# Problema a resolver
Escribe de nuevo todas las líneas, sin omitir ninguna, desde el comienzo de las líneas hasta la línea que contiene "point(83, 204)", ambas incluidas. Desplaza cada coordenada de las respuestas sumándole 24.
===== Datos de origen =====
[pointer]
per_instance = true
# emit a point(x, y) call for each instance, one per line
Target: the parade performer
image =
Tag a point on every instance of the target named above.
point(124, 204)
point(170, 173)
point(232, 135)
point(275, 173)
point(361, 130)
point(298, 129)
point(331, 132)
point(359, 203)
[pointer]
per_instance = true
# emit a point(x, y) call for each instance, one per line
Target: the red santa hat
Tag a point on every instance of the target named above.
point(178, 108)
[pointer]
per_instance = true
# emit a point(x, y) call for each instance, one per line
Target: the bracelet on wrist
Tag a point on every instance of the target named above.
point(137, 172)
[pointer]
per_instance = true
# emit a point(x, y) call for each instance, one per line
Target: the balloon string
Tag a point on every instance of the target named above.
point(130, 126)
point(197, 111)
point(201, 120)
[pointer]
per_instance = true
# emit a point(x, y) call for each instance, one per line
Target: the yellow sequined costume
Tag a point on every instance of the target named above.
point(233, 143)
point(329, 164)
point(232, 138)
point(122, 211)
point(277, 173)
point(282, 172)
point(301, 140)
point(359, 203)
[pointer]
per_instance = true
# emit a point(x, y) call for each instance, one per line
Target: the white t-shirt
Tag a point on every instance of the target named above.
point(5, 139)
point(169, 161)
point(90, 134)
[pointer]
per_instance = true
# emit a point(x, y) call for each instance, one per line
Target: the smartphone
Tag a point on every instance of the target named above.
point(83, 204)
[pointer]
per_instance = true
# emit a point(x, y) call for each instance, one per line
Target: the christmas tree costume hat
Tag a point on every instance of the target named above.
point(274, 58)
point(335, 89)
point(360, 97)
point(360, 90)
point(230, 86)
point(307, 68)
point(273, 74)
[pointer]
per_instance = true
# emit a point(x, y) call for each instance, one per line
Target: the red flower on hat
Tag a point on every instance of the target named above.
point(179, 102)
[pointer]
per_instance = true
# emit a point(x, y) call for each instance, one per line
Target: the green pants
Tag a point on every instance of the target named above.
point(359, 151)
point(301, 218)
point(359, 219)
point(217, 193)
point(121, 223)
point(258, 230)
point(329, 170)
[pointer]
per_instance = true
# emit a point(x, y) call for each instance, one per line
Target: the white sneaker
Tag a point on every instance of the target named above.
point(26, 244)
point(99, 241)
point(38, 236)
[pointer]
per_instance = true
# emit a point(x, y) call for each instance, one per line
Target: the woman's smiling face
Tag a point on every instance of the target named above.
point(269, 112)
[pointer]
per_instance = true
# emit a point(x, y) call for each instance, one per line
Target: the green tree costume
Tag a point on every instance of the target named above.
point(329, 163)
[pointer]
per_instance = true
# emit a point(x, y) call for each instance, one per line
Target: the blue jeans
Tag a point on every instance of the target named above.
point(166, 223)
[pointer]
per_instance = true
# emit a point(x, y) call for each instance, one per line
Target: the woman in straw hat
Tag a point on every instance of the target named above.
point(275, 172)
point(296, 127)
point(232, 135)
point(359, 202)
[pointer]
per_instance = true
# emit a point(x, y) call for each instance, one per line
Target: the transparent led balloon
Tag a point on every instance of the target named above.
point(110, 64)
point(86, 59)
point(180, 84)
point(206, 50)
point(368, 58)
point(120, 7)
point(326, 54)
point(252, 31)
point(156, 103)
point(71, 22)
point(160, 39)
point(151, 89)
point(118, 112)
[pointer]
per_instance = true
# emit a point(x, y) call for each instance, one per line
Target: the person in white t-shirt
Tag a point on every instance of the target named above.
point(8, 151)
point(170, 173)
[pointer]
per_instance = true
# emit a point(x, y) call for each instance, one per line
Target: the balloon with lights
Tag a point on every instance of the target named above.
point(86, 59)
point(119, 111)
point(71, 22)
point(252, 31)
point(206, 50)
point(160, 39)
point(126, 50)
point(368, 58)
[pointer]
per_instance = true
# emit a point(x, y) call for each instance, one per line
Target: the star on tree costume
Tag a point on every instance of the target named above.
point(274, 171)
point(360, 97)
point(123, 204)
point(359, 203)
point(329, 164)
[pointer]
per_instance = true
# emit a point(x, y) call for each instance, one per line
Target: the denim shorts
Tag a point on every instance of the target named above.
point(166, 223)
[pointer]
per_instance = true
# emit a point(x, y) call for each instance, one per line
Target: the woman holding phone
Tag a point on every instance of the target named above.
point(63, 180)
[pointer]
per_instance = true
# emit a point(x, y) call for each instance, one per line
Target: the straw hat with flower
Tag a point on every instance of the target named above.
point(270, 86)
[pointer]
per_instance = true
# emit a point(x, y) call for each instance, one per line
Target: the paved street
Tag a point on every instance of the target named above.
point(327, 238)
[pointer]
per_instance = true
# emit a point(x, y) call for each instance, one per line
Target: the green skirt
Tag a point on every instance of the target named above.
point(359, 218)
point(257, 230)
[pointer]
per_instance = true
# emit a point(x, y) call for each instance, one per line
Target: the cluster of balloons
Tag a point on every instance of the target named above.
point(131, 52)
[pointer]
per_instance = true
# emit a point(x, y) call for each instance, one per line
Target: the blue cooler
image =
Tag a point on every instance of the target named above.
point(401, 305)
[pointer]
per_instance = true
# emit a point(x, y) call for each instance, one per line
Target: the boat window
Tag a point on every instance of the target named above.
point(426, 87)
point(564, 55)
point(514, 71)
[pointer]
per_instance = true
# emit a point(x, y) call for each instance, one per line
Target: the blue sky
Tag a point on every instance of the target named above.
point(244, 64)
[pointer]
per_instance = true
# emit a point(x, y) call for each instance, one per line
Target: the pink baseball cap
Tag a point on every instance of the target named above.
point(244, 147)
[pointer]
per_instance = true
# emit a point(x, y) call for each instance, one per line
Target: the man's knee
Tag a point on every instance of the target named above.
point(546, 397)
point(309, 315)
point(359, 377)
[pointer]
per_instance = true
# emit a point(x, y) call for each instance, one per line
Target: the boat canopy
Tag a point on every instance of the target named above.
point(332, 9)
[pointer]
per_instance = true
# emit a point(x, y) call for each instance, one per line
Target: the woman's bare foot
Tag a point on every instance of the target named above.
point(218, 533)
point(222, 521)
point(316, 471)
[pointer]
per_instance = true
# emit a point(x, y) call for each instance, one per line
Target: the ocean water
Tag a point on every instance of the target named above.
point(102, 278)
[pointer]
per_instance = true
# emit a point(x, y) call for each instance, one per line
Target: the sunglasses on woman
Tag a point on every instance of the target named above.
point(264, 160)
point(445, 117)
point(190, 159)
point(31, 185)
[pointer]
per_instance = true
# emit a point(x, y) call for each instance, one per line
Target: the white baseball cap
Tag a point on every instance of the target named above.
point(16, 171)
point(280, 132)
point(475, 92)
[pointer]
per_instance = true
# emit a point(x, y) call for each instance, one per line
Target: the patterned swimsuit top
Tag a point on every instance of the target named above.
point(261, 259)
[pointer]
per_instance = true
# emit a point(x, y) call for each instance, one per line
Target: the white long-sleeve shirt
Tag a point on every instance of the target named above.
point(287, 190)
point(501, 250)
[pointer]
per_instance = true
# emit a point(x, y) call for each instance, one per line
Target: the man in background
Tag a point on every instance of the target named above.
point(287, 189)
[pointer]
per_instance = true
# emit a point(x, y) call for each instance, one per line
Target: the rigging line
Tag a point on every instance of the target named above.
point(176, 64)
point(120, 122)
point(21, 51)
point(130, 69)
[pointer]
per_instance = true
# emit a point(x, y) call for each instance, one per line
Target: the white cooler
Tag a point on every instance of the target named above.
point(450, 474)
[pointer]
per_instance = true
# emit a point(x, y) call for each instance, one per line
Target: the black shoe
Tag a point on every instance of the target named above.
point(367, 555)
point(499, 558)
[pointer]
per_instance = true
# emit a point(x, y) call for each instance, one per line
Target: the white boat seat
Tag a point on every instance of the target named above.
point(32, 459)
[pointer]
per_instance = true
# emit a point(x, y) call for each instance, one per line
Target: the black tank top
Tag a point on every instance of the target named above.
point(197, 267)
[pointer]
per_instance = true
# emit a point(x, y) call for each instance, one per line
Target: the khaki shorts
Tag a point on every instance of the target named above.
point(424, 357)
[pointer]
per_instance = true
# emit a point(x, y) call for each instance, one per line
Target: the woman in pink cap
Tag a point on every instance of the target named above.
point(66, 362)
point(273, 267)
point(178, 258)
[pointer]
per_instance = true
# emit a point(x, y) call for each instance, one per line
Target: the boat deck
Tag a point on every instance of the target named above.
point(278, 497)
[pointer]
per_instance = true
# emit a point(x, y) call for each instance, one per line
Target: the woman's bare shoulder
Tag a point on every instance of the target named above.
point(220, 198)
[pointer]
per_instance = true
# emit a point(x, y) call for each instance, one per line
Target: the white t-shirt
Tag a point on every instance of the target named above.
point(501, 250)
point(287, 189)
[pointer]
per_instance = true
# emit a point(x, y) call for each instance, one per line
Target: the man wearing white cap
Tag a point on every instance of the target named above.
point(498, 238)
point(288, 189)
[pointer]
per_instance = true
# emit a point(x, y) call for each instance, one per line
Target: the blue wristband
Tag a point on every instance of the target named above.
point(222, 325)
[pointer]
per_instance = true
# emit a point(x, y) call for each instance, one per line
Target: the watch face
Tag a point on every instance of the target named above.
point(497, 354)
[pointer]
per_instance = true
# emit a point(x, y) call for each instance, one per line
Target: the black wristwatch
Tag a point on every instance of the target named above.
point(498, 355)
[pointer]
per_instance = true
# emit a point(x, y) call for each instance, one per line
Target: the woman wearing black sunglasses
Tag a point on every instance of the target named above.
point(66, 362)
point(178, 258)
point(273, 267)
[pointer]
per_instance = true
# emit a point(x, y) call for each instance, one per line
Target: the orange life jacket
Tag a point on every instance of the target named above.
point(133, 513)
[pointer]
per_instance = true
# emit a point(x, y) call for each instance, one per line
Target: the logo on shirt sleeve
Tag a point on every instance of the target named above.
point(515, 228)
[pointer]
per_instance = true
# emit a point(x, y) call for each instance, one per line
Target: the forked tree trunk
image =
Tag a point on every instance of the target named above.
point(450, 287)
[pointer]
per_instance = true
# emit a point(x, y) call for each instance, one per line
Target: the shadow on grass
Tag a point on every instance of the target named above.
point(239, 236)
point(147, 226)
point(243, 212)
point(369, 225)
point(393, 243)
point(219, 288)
=====
# Solución del problema
[pointer]
per_instance = true
# emit a point(x, y) call for each instance, one per line
Target: the parade performer
image =
Tag a point on every instance of the target named above.
point(148, 228)
point(194, 197)
point(256, 159)
point(299, 197)
point(385, 154)
point(322, 153)
point(355, 156)
point(383, 227)
[pointer]
per_instance = true
# emit a point(x, y) call for each instance, one per line
Target: the red santa hat
Tag a point on every instance of the target named above.
point(202, 132)
[pointer]
per_instance = true
# emit a point(x, y) call for each instance, one per line
Target: the bracelet on wrist
Tag a point on every instance of the target named above.
point(161, 196)
[pointer]
per_instance = true
# emit a point(x, y) call for each instance, one per line
Target: the balloon string
Tag a point on every instance of the target named above.
point(154, 150)
point(221, 135)
point(225, 144)
[pointer]
per_instance = true
# emit a point(x, y) call for each instance, one per line
Target: the yellow sequined costume
Tag a point on every instance of the target named above.
point(257, 167)
point(353, 188)
point(256, 162)
point(146, 235)
point(301, 197)
point(306, 196)
point(325, 164)
point(383, 227)
[pointer]
per_instance = true
# emit a point(x, y) call for each instance, one per line
Target: the white t-shirt
Tag a point on every instance of the target named above.
point(29, 163)
point(193, 185)
point(114, 158)
[pointer]
per_instance = true
# emit a point(x, y) call for each instance, one per line
Target: the smartphone
Tag a point on every instance of the target named above.
point(107, 228)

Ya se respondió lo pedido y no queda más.